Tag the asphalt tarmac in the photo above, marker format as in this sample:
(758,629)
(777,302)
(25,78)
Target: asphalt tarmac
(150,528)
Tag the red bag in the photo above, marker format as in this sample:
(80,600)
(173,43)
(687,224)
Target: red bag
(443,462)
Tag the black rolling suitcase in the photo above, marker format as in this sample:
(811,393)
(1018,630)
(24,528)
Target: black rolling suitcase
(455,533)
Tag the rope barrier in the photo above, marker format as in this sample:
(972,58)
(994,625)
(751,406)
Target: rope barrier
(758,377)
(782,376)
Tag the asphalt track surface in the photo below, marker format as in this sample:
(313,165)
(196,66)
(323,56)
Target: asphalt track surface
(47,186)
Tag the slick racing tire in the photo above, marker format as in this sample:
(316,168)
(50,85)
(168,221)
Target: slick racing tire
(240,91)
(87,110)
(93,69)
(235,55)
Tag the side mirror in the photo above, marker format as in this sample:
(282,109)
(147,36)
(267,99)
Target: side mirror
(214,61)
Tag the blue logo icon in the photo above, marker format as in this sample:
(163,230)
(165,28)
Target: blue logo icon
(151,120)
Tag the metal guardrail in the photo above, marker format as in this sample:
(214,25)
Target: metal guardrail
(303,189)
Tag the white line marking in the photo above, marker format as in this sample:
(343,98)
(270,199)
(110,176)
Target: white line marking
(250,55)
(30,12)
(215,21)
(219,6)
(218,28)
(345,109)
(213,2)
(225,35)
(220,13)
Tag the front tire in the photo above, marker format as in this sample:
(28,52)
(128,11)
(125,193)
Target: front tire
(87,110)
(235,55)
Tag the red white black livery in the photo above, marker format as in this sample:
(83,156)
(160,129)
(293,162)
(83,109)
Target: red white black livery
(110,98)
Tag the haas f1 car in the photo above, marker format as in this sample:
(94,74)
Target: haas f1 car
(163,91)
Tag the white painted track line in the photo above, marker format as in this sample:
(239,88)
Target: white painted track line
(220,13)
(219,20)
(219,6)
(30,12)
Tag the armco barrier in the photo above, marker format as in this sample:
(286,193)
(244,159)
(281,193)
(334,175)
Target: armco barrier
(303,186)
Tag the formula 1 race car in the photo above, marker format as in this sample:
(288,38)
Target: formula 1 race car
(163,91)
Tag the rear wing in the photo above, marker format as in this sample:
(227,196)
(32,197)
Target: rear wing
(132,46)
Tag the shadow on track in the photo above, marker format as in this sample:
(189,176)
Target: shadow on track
------------------------
**EXERCISE AIM:** Rewrite every line, not only the answers, from the one containing "Tag the red white" down to the end of the rows. Add -55 to each number in the answer coordinates, and leave all other numbers unchanged.

**CORRECT RESULT:**
Tag the red white black livery in the photo above, marker format as in this sample:
(83,156)
(160,129)
(293,162)
(83,109)
Target: red white black livery
(55,43)
Tag the haas f1 car in the photo above, marker format as in this sample:
(94,74)
Target: haas f1 car
(108,36)
Tag the white painted track line in the photo above, marker format as in this sample:
(239,88)
Target: white painted track line
(165,-42)
(164,-35)
(164,-49)
(-25,-43)
Tag the armco barrier in the photo above, marker format as in this sample:
(286,193)
(244,159)
(281,193)
(334,175)
Target: armco barrier
(248,131)
Tag the formula 1 race car in the photo above, marker format as in this sample:
(288,38)
Target: formula 1 race car
(108,36)
Tag the rear wing in the photo above, marker format as in this sample:
(227,196)
(32,197)
Target: rear wing
(77,-9)
Tag the shadow on track in the photo above, marker format as in this sample:
(189,176)
Target: shadow on track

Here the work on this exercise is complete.